§ Short task
Copy word for word everything in the records below, from the line containing "Task: indicate the tower" down to the end of the records.

§ Listed records
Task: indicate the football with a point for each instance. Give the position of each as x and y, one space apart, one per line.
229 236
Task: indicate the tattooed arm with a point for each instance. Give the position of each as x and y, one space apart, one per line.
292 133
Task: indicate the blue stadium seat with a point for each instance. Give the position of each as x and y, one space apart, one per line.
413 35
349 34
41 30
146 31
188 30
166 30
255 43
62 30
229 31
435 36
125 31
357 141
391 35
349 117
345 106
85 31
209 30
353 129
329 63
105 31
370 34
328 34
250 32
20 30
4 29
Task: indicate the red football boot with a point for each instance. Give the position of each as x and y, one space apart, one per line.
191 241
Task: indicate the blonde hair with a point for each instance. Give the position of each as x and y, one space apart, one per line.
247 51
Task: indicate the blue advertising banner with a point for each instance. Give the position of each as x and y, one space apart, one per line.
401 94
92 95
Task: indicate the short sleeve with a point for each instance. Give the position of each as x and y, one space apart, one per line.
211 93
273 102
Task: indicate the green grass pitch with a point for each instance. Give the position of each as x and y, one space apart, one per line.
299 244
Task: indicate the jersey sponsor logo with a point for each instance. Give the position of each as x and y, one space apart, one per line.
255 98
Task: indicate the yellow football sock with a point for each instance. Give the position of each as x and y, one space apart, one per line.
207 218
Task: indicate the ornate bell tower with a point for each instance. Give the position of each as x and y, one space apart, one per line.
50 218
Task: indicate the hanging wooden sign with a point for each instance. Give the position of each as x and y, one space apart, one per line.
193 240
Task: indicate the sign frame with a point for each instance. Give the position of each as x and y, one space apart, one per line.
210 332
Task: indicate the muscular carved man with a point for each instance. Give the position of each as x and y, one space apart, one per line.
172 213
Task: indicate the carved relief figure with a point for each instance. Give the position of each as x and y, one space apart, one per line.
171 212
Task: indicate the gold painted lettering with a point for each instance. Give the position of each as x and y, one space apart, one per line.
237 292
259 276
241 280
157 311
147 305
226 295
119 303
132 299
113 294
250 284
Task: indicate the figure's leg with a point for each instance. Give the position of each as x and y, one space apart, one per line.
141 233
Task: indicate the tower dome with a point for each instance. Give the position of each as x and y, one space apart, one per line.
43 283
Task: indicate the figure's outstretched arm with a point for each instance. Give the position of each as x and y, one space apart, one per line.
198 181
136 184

§ Task answer
Task: indicate the tower dome with a point for each instance. Give the position of each as x and y, one space apart, one per line.
43 283
Task: indicate the figure's outstretched arm with a point for each instance. Give the position of each as x and y, one space apart, one per line.
198 181
136 184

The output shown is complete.